=== Selected excerpt ===
..........

Quality season begins
New casual clothes, new title and a new Ride the Rockies route. It’s been a great week.
I’m big into quality. I love when I buy something I really like and it lasts. I have a 30-year-old Golds Gym sweatshirt. I have a t-shirt from my senior high school track season. My Jake the Snake ‘cross bike is 15-years-old. And while I am riding only my second season on my current carbon fiber frame, I’m plotting for a custom Ericksen ti frame. It’s the last road frame I will ever need.
So I was wonderfully surprised when the gifts my wife bought for my birthday arrived. The first thing that struck me was the bag, itself.
Even the bag was high-quality! The graphics, the construction, even a little window to see what would soon be my new favorite shirts. Then the shirts, themselves.
My wonderful wife bought the Sufferlandrian collection for me from Apres Velo: two shirt-sleeved t-shirts, one long-sleeved and a polo. All with great, durable stitching, great graphics, and all of the embellishment on the polo was embroidered.
A word of warning: when you order from Apres Velo, order your jersey size. These are fashions for cyclists. I usually wear a large t-shirt. My wife wisely ordered extra-large for these shirts. Large would have been uncomfortable.
Of course with this theme, I can announce that I have been awarded the Knighthood of Sufferlandria! I rode about 12 hours on my trainer, through 10 consecutive Sufferfest videos. All were challenging, all were entertaining.

..........

=== Instruction a ===
From the listing below, list every line that contains the string "fruit". Case counts.

=== Provided data ===
..........

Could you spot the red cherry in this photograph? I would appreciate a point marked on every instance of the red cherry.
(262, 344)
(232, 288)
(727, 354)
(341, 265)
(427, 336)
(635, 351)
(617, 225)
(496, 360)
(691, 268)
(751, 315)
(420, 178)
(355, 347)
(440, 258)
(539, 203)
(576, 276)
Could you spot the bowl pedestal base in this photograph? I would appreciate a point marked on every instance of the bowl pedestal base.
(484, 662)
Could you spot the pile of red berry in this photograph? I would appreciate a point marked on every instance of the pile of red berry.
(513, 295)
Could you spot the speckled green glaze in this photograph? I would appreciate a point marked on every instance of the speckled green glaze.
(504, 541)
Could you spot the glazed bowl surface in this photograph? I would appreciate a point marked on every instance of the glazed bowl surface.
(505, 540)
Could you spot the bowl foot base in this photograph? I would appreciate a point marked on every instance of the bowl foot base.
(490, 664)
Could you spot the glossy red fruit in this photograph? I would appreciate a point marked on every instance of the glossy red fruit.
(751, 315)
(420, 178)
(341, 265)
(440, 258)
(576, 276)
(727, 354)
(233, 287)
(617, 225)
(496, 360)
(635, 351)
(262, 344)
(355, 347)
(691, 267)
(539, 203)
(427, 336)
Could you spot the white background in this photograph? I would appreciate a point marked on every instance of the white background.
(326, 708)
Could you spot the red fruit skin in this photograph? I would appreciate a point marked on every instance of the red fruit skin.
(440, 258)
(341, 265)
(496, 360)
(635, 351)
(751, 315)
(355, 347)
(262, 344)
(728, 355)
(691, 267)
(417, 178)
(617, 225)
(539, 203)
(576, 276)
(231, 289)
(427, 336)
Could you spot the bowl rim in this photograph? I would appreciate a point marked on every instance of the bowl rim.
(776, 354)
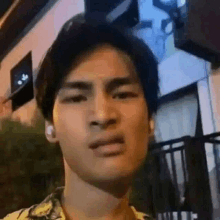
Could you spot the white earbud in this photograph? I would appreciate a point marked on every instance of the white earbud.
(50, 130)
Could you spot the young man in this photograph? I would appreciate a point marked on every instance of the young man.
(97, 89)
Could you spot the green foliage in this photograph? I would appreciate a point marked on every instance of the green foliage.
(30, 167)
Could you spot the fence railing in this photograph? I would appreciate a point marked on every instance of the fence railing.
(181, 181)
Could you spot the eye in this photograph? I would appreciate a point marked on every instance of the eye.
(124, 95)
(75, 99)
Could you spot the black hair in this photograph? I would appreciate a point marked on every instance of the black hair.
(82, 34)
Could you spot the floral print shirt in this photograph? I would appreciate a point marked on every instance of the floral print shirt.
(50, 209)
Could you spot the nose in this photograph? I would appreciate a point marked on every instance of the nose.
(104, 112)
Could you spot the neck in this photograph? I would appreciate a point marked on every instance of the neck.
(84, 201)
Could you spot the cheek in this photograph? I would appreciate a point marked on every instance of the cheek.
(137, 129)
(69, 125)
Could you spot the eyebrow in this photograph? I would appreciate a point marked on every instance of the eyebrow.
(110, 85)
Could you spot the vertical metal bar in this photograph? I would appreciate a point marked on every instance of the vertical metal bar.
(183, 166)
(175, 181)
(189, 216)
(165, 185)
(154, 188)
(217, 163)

..........

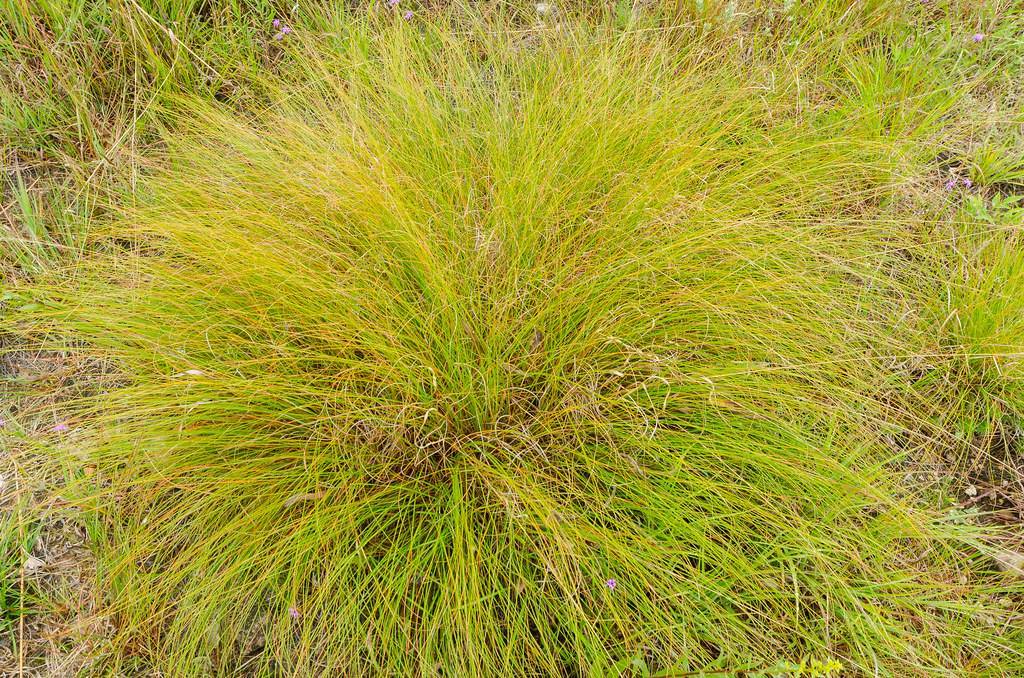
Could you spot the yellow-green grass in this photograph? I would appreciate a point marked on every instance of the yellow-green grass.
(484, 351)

..........

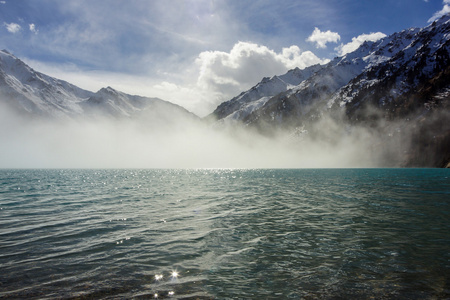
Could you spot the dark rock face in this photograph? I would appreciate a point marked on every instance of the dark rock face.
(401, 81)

..........

=== Instruction b ===
Answer from the post about quality above:
(i) How old is the Jake the Snake 'cross bike?
(ii) What size did the wife order for the Apres Velo shirts?
(iii) How many consecutive Sufferfest videos did the writer ride through?

=== Final answer a ===
Could you spot the glossy red fruit in this photograph? I would appreciate a point marked on every instance of the glossy red fruit.
Could you spot the red fruit skin in this photograph? I would appreciate a point marked on every instance of the red fruit skin.

=== Final answer b ===
(i) 15 years old
(ii) Extra-large
(iii) 10